TEXT UNDER STUDY:

Bob Brown Foundation is expanding its leading environmental advocacy from the ecosystems on land to the Tasmanian oceans and coasts as we embark on a dedicated campaign to rescue the public commons from industrial salmon. Tasmania’s marine environment is suffering from devastating impacts from industrial salmon and needs protection and restoration.
“Our Foundation will be taking action to protect Tasmania’s oceans, coastlines, and riverine ecosystems. We will have a Seal Hotline, for people to report on Big Salmon and their devastating impacts on wildlife and the environment. We will be in the markets, on the streets, and out on the ocean rescuing the public commons off the corporations,” Bec Howarth, Bob Brown Foundation’s Fish Farm, and Marine Campaigner said.
Bec Howarth, ecologist, Tasman Peninsula local, and mother has joined Bob Brown Foundation as the Fish Farm and Marine Campaigner. A Country Women’s Association branch president, volunteer firefighter, and long-time volunteer in her local community suffering from industrial salmon expansions. Bec is dedicated to advocating for places like Storm Bay, “Over 900 hectares of approved leases are allocated for fish farming already in Storm Bay. Expansion in Storm Bay will place industrial polluting feedlots next to the much-loved Iron Pot lighthouse, the gateway to Hobart, spreading to Bruny Island and the Tasman Peninsula, less than 12km from globally famous Shipstern’s Bluff. These are our favourite surfing, fishing and sailing spots, and they’re Tasmania’s public waters,” Bec Howarth said.
“The ocean covers 71% of planet Earth and plays a crucial role in sustaining all life. However, overfishing, pollution, and climate emergency are placing ocean ecosystems under extreme stress. In the current climate and biodiversity crises the health of oceans are critical for mitigating catastrophic impacts,” Bec Howarth said.
“Here in Tasmania, the floating feedlots operated by the Salmon barons have contaminated world heritage ecosystems like Macquarie Harbour, treasured local waterways in the Huon and D’Entrecasteaux. The pending destruction of Storm Bay and Tasmania’s north -west are next on their agenda. Our environment and local communities have suffered from immeasurable marine debris in our waters and along our beaches, algal blooms, rubbish, and seal abuse,” Bec Howarth said.
“We want outcomes that deliver protection for the marine environment including halting the mega expansion, reverse the greed driven invasion of public commons with polluting factory feedlots and stop the killing of marine wildlife” Bec Howarth said.
“We are here to rescue the oceans, rivers, and coastline from the Salmon barons. We know that Tasmanians care deeply for their island, wild oceans and coast, and its wildlife. Generations of Tasmania treasure the wonder and beauty of Tasmania’s environment and people move here for it. Wealth comes from a healthy environment without dead zones, fecal pollution from factory farms with dubious certification and non-existent regulations,” Bec Howarth said.
“Tasmania’s wild nature currently being plundered by industrial salmon supports unique marine life found nowhere else in the world and this is worth fighting for. We want the Tasmanian community to know, we’ve got your back. We will be advocating for the protection of oceans, coastlines, riverine ecosystems, and wildlife that are suffering under the industrial salmon regime,” Bec Howarth said.
“Bob Brown Foundation brings with it a feisty, vigilant, and action-oriented reputation and we are here to rescue Tasmania’s waters from the toxic salmon crisis. I am really looking forward to continuing to work with the Tasmanian community and I want to encourage everyone to redouble their efforts in protecting our precious coasts,” Bec Howarth said.

SUPPLIED DATA:
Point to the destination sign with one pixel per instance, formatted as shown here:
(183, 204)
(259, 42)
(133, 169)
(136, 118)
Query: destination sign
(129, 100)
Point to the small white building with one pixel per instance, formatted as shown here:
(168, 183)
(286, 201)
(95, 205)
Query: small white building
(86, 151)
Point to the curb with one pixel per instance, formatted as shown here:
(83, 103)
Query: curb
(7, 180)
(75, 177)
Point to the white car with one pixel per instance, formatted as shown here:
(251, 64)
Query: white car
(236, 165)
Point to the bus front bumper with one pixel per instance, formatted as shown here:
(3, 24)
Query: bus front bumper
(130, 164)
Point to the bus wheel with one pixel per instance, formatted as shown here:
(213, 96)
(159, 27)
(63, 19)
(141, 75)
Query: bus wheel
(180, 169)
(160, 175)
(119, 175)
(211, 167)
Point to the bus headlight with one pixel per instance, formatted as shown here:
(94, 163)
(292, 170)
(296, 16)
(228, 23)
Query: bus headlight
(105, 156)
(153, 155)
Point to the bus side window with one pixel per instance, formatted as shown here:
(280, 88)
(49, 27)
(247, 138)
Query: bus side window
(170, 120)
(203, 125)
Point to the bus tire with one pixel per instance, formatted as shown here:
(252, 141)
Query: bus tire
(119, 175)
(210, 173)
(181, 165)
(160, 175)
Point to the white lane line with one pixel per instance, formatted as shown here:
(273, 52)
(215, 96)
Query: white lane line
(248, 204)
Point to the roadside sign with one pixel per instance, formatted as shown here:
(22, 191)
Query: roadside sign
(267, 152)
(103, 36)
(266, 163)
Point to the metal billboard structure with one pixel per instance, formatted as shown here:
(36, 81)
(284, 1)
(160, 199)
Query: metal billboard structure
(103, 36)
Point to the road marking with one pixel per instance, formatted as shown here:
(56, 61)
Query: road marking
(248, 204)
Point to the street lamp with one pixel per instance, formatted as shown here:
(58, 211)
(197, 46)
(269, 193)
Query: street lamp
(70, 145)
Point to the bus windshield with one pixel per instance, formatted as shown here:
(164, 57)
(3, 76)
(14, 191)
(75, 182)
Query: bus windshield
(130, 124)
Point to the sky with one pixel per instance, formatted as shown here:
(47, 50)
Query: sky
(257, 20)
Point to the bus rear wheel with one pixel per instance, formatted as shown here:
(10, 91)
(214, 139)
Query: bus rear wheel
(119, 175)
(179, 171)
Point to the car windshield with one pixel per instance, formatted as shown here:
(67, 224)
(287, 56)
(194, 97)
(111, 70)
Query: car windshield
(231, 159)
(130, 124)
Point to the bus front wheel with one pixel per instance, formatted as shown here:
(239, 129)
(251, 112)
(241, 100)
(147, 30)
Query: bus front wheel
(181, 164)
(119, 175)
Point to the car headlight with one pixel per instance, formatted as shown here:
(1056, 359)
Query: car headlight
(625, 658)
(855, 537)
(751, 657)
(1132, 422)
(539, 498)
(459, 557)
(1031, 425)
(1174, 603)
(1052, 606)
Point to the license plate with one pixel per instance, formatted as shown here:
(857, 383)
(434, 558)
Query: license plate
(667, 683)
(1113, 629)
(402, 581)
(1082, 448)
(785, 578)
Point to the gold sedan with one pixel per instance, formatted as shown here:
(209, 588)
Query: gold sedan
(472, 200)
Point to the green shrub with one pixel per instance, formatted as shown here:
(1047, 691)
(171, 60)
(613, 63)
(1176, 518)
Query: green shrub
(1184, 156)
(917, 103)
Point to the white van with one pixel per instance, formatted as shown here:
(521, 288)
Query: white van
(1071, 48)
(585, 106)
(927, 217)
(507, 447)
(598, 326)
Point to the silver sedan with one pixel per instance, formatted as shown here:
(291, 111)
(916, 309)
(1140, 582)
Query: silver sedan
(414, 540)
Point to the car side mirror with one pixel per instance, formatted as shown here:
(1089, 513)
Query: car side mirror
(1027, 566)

EXERCISE SET:
**1.** In the text on the salmon campaign, how many hectares of approved leases are already allocated for fish farming in Storm Bay?
**2.** Echo the text on the salmon campaign from "Bob Brown Foundation is" up to and including "Marine Campaigner said.".
Use only the text on the salmon campaign, not the rows.

RESPONSES BY TASK:
**1.** Over 900 hectares.

**2.**
Bob Brown Foundation is expanding its leading environmental advocacy from the ecosystems on land to the Tasmanian oceans and coasts as we embark on a dedicated campaign to rescue the public commons from industrial salmon. Tasmania’s marine environment is suffering from devastating impacts from industrial salmon and needs protection and restoration.
“Our Foundation will be taking action to protect Tasmania’s oceans, coastlines, and riverine ecosystems. We will have a Seal Hotline, for people to report on Big Salmon and their devastating impacts on wildlife and the environment. We will be in the markets, on the streets, and out on the ocean rescuing the public commons off the corporations,” Bec Howarth, Bob Brown Foundation’s Fish Farm, and Marine Campaigner said.